- EXERCISE PASSAGE:
——————
**
The ongoing conflict between the US-Israeli alliance and Iran is beginning to cast a shadow over household finances in the UK. From escalating petrol prices to surging mortgage rates, the financial implications are already being felt. The longevity of the conflict and the subsequent recovery of global supply chains will dictate the extent of these impacts. Here’s a closer look at the key areas that could affect your finances.
Fuel Prices on the Up
Motorists across the UK may have noticed a sharp uptick in fuel costs recently. As of Friday, average petrol prices surged to 140.6p per litre, marking an 18-month high—an increase of nearly 8p since hostilities escalated. Diesel prices have also risen significantly, climbing by approximately 17p to reach 159.2p per litre, according to the RAC. This spike has ignited tensions between petrol retailers and the government, with accusations of profiteering amid soaring oil prices.
Analysts suggest that a $10 rise in crude oil prices typically leads to an approximate 7p increase at the pump. While crude prices remain volatile, fluctuating with developments from the conflict and statements from the US government, there is a possibility that petrol could average around 150p per litre if these elevated oil prices persist. While there are reports of ample fuel supplies, motoring organisations encourage drivers to limit non-essential trips and adopt more fuel-efficient driving habits to mitigate costs.
These fuel price increases don’t only affect drivers; they can also lead to higher prices for consumer goods. When transport costs escalate, retailers may pass these expenses on to customers, resulting in increased prices for everyday items.
Mortgage Rates: A Shift in the Trend
Prior to the onset of the conflict, many anticipated a gradual decrease in interest rates for fixed and variable mortgages. However, the situation has now reversed. Major UK lenders have begun to raise rates, driven by climbing funding costs and a revised outlook for the base interest rate.

As of Friday, the average rate for a two-year fixed mortgage hit 5.10%, up from 4.84% earlier this month—the highest level since July. In the same vein, five-year fixed rates have increased from 4.96% to 5.19%, marking the steepest prices since April. The uncertainty surrounding the conflict has led lenders to withdraw over 500 mortgage products from the market, reducing options for borrowers. Adam French, head of consumer finance at Moneyfacts, noted that such withdrawals often signal that financing costs are outpacing incremental price adjustments.
Energy Bills and Heating Oil Prices
While households in England, Wales, and Scotland benefit from a price cap on gas and electricity bills established by energy regulator Ofgem, this cap is not permanent and doesn’t cover everyone. The maximum price for energy units under the cap is set to remain until July, with potential reductions anticipated in April. However, the future of energy bills hinges on the wholesale energy market’s performance in the coming months. A sustained rise in wholesale prices could lead to significant increases for millions of households.
——————
- DATASET CONTENT:
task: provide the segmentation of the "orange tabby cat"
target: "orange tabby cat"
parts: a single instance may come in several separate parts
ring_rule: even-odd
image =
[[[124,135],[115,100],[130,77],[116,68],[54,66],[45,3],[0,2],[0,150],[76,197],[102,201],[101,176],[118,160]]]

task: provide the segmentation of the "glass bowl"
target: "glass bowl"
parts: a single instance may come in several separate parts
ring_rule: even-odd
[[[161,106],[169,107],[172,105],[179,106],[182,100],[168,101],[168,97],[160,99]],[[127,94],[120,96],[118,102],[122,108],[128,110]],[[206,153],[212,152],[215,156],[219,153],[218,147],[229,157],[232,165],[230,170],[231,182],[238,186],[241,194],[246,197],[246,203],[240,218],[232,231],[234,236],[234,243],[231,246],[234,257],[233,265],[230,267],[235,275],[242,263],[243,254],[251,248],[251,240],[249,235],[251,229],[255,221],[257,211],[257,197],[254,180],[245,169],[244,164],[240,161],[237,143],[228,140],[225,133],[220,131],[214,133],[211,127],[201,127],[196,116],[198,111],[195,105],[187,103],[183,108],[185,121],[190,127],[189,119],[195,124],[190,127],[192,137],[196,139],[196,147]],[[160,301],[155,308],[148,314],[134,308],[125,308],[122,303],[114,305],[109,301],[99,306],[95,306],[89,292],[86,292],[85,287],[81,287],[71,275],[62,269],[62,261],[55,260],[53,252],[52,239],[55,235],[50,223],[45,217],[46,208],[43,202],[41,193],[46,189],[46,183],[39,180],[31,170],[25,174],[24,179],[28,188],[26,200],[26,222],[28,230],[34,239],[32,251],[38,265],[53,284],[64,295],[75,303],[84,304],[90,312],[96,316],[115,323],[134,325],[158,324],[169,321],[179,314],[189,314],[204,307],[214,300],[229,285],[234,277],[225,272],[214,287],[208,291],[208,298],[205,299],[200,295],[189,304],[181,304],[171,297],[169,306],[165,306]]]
——————
- YOUR INSTRUCTIONS: Rewrite the text on UK household finances from "These fuel price" up to and including "base interest rate.", putting "shopkeepers" in place of "retailers".

- WRITTEN ANSWER:
These fuel price increases don’t only affect drivers; they can also lead to higher prices for consumer goods. When transport costs escalate, shopkeepers may pass these expenses on to customers, resulting in increased prices for everyday items.
Mortgage Rates: A Shift in the Trend
Prior to the onset of the conflict, many anticipated a gradual decrease in interest rates for fixed and variable mortgages. However, the situation has now reversed. Major UK lenders have begun to raise rates, driven by climbing funding costs and a revised outlook for the base interest rate.